_Task statement:_ Please return every line in the following data that includes the string "sedan".

[Entries provided — start]

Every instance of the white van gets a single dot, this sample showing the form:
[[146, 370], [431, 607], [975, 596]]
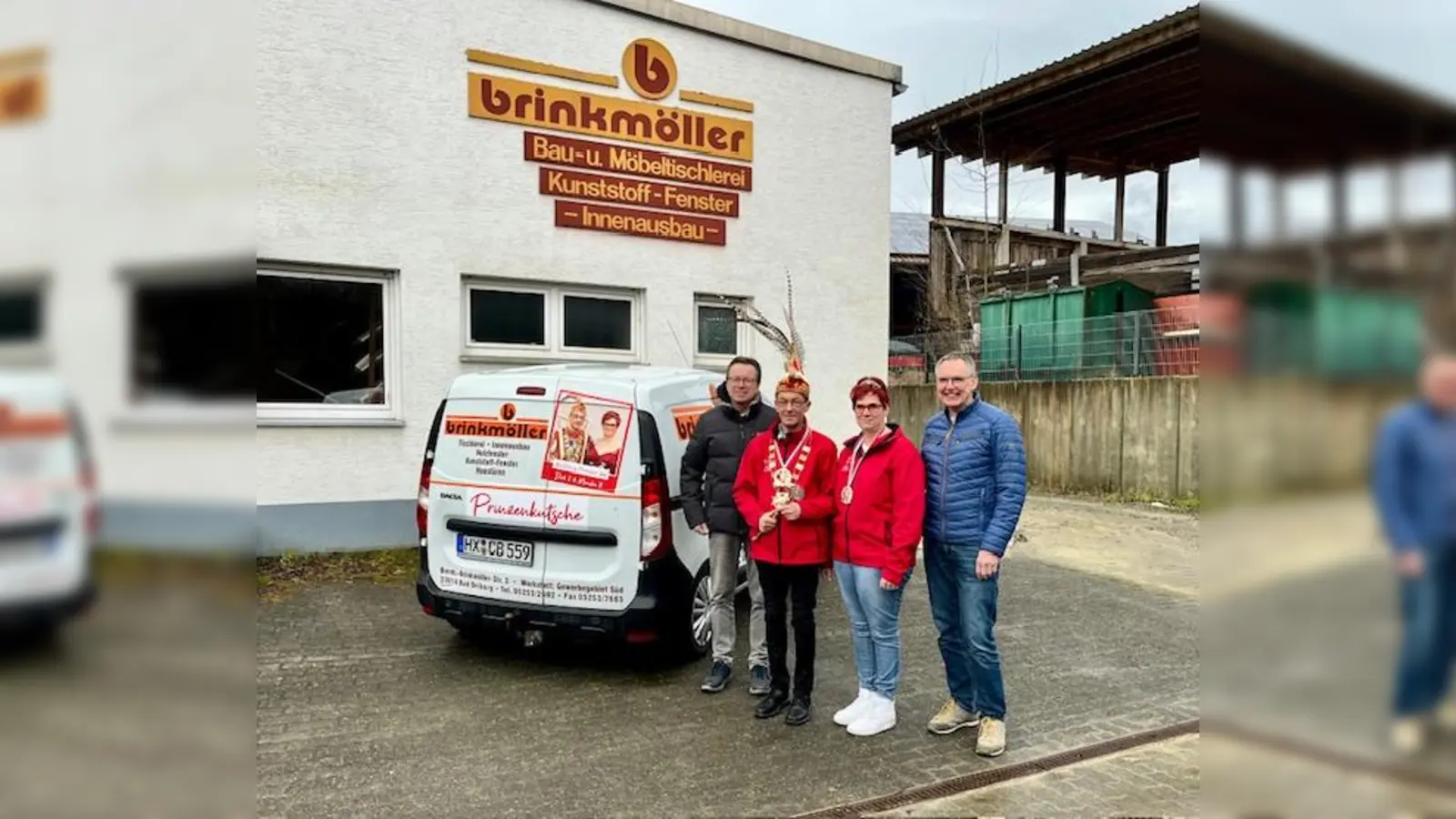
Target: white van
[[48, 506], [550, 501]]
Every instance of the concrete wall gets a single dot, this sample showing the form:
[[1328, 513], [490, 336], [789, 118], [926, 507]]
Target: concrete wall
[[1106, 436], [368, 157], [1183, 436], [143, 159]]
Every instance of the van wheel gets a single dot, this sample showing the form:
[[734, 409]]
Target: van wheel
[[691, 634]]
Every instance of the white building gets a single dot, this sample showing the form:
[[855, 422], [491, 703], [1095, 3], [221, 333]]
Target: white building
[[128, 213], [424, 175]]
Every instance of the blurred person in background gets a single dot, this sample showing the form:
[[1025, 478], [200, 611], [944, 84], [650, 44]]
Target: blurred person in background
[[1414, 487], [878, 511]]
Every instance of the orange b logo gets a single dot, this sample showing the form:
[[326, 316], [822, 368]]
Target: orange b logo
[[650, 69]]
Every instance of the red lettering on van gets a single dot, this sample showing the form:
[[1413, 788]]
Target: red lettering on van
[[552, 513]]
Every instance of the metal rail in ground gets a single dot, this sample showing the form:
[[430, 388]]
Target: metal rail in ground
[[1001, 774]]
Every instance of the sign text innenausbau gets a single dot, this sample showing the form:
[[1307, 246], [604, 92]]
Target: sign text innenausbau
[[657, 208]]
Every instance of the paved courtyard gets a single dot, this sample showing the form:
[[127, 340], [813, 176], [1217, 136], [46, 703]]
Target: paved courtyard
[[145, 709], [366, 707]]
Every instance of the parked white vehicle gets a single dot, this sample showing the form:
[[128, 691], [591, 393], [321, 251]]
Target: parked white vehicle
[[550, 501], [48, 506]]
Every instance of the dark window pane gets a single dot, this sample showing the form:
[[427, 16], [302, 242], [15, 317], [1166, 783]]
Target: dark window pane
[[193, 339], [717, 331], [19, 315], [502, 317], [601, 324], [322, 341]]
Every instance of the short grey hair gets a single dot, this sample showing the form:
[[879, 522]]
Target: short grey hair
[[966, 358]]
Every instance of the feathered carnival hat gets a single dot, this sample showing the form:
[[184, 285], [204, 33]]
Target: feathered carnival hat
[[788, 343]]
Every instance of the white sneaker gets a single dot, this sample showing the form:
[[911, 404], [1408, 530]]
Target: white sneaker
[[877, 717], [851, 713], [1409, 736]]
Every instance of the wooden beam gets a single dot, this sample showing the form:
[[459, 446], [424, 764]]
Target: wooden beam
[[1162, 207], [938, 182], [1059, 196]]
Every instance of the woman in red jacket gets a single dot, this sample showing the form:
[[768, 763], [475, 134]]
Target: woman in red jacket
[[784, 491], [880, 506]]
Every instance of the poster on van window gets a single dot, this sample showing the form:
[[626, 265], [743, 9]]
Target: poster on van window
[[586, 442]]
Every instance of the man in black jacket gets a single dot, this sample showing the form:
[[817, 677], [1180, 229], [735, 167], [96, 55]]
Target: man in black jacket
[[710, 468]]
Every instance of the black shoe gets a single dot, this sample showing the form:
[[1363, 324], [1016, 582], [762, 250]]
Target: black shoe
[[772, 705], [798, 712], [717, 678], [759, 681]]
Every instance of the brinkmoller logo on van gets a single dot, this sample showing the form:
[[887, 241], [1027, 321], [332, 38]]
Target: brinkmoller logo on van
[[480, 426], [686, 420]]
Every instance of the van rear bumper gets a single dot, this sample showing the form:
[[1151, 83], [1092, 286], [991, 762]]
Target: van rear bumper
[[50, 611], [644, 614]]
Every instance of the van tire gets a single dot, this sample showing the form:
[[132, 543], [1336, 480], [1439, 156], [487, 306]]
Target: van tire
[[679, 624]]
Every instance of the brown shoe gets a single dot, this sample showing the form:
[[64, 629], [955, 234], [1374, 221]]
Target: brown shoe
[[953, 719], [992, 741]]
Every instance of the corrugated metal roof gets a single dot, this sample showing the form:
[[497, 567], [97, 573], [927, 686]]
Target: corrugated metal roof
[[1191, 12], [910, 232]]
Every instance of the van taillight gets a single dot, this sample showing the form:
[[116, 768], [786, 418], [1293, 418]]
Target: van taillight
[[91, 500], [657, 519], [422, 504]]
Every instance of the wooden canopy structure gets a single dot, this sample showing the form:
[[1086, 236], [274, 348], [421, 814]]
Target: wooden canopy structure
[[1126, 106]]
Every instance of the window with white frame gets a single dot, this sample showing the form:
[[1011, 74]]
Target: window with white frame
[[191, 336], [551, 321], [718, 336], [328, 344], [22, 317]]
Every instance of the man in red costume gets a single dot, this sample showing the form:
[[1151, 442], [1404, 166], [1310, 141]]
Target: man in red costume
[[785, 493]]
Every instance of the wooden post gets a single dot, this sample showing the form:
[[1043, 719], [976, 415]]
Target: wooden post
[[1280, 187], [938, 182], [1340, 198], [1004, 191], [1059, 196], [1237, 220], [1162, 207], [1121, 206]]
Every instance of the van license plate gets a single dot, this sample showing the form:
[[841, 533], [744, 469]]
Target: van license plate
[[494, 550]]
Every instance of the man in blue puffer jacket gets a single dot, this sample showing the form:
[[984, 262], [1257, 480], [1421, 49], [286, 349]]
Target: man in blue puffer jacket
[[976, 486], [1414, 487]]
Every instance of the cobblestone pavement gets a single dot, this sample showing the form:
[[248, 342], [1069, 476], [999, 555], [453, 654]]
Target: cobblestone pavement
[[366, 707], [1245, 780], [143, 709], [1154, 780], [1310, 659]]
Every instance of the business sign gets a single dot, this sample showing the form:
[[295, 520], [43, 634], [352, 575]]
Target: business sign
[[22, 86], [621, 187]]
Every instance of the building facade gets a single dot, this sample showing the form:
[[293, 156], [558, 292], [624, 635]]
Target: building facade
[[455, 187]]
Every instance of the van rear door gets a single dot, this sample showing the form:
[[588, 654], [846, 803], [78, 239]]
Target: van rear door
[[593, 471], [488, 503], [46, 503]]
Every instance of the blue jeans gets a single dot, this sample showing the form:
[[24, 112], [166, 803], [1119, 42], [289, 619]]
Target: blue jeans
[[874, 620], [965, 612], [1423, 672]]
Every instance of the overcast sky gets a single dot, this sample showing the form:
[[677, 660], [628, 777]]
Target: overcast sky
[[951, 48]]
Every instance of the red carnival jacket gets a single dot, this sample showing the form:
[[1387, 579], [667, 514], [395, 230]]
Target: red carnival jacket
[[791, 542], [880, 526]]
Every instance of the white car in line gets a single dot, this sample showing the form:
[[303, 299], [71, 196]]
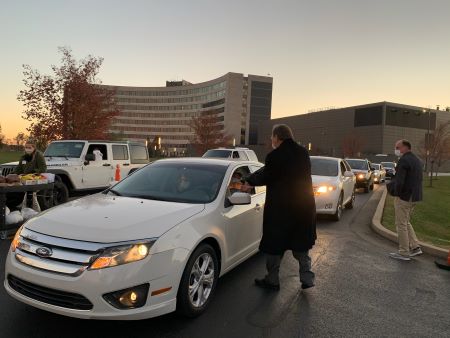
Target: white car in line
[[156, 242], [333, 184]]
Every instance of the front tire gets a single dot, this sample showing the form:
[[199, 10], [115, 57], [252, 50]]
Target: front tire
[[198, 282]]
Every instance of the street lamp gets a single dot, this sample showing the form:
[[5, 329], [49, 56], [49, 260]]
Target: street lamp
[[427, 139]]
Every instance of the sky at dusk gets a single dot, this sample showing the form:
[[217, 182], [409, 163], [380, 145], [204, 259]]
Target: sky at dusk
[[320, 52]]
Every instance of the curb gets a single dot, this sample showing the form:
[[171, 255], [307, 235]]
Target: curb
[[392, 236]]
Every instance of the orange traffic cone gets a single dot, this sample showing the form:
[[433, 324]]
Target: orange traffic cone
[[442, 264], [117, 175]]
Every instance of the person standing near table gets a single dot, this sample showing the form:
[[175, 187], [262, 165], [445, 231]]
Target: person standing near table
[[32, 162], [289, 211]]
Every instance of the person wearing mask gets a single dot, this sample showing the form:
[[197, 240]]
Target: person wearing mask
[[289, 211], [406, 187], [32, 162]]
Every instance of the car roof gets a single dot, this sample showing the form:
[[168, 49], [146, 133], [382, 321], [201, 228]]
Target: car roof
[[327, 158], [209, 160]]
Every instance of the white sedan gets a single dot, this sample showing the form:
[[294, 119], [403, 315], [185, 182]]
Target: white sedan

[Entries provided — finish]

_Solution:_
Every instance of the white sedan gets a single dot, this sample showing the form:
Target: white sedan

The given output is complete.